▶ Text for analysis:
• • • •

Tape vs. Disk - The Great Debate?
I recently finished a banter on a newsgroup thread related to disaster recovery and 'off-site tapes' and it occurs to me that the great debate between disk and tape will never be over.
The reason for this is that the debate is as irrelevant as arguing whether everyone should drive pickup trucks or luxury sedans. Authors note: since I live in Texas, I also have a strong but slightly skewed opinion on this. Most people, except for a friend of mine who just likes to argue, would not get into a truck vs. sedan debate, because we understand the two types of vehicles serve different purposes. One is great for helping your buddy move but really does not seat a family of four well (even the king-cab version). The other is great for entertaining customers, but is hard to haul a trailer with.
Before you, the reader, lose interest in this article, ask yourself why it is we understand that "trucks vs. sedans" is a silly discussion (because they serve different purposes) and yet we find many IT professionals adamant that only one type of media (disk or tape), and therefore only one type of approach (replication or backup), should be used for protecting data. In my experience, if you are debating 'tape vs. disk', then you are arguing for the sake of arguing because the choices are not mutually exclusive.
To finish my automotive analogy, this is where we get luxury SUV's as a hybrid approach that capitalizes on the merits of each vehicle and provides a solution that meets a wider range of needs while only taking up one space in the garage. 'Tape and Disk' (which for the rest of this article will be discussed as backup and replication respectively) also marry together well. A recent Gartner report predicts, with a probability greater than 70 percent, by 2003 large corporate enterprises will use a combination of replication technology (which feeds disk) and backup software (which feeds tape).
First, let's agree on how each technology works.
Tape backup and tape as a media have been around longer than disk, so we'll discuss them first (remember the twin reels on mainframes). My first experience with a computer was in 1977, where I saved my programs from a TRS-80 onto a standard audiocassette and thought I was in heaven when the 5.25" floppy disks first came out. Twenty-five years later, tape works the same way. A dedicated application walks the file system using some kind of selection criteria and saves the whole-files in sequential order on to a long thin strip of cellophane coated in magnetic film. Tape drives are bigger and faster, and the software is fancier and schedulable, but the approach is still snapshots of what the whole files looked like at a certain point in time. Other than fancier agents for getting unusual kinds of data and capacity and management GUIs, tape-backup may look very similar in another 25 years. If your goal when using tape is anything in the disaster recovery or business continuity arena, then your only option is the same as 25 years ago, take the tapes to an off-site location.

• • • •

▶ What this exercise asks:
[1] From the tape-versus-disk article, output the passage starting with "To finish my" and going on through "each technology works.".
[2] In the tape-versus-disk article, what did the author save programs from a TRS-80 onto in 1977?

▶ Referring expression data:
• • • •

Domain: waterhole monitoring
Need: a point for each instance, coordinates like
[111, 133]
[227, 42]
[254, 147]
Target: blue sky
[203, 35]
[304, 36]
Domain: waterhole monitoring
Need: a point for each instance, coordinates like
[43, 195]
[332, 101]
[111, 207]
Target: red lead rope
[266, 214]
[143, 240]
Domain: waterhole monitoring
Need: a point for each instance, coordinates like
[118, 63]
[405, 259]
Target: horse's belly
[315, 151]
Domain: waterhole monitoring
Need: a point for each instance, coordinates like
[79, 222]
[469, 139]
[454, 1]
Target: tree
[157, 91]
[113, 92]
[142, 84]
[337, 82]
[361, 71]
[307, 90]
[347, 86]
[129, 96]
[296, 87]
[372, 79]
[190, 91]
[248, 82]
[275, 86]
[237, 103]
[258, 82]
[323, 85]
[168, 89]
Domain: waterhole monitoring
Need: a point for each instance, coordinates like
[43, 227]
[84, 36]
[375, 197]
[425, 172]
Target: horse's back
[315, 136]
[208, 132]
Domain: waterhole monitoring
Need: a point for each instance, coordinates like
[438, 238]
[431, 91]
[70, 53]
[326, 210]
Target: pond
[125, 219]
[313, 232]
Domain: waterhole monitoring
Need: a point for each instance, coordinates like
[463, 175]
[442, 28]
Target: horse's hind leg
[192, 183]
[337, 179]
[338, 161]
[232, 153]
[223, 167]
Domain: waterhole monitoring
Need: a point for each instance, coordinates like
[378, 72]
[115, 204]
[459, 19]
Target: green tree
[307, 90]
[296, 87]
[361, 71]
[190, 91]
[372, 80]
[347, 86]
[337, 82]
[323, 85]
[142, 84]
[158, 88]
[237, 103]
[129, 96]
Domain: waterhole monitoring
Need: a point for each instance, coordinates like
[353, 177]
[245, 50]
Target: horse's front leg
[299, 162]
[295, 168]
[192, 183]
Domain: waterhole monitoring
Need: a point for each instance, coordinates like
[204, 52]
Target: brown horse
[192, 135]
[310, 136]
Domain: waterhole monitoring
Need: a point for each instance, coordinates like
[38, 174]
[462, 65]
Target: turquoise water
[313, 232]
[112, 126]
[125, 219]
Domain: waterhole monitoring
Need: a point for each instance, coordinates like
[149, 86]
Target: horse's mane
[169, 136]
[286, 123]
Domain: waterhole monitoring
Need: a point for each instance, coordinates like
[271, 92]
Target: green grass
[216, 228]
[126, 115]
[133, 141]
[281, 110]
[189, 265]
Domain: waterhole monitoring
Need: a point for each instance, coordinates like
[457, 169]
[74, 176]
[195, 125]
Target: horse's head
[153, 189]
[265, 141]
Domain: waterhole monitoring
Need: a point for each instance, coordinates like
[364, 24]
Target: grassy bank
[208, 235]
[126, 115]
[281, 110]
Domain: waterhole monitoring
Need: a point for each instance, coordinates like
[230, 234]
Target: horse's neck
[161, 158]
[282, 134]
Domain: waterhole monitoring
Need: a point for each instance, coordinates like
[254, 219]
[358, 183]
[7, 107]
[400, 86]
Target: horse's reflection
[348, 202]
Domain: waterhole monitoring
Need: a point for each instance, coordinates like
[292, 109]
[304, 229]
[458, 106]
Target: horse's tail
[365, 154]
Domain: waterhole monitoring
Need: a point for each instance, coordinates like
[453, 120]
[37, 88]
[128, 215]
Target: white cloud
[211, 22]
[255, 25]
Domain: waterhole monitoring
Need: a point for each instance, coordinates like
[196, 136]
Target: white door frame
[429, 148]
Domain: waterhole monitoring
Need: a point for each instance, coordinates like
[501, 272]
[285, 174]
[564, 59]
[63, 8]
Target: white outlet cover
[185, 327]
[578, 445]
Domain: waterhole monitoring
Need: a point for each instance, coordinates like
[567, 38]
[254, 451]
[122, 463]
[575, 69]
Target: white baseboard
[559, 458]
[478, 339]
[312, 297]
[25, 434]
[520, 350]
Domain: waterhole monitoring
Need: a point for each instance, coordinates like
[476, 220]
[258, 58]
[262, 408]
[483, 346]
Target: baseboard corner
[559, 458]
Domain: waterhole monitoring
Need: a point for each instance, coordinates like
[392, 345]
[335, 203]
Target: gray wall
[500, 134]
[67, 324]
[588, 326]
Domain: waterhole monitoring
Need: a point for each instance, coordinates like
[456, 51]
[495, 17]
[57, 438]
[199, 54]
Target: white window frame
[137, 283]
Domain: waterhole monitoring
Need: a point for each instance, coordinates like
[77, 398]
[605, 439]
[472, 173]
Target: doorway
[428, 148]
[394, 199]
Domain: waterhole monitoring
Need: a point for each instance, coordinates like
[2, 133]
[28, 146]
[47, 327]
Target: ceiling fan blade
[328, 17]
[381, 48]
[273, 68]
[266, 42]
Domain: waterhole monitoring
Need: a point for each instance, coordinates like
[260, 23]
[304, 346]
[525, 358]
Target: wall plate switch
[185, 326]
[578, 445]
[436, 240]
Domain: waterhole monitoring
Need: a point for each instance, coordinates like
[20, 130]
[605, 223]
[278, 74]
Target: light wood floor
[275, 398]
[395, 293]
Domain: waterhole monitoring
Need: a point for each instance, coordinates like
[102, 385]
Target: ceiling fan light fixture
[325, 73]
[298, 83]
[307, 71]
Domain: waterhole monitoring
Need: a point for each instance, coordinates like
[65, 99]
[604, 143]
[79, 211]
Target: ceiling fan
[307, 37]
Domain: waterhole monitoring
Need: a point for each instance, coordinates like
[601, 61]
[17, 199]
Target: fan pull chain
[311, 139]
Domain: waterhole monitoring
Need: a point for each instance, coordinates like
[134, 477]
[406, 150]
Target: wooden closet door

• • • •

▶ Answers to the exercises:
[1]
To finish my automotive analogy, this is where we get luxury SUV's as a hybrid approach that capitalizes on the merits of each vehicle and provides a solution that meets a wider range of needs while only taking up one space in the garage. 'Tape and Disk' (which for the rest of this article will be discussed as backup and replication respectively) also marry together well. A recent Gartner report predicts, with a probability greater than 70 percent, by 2003 large corporate enterprises will use a combination of replication technology (which feeds disk) and backup software (which feeds tape).
First, let's agree on how each technology works.

[2] A standard audiocassette.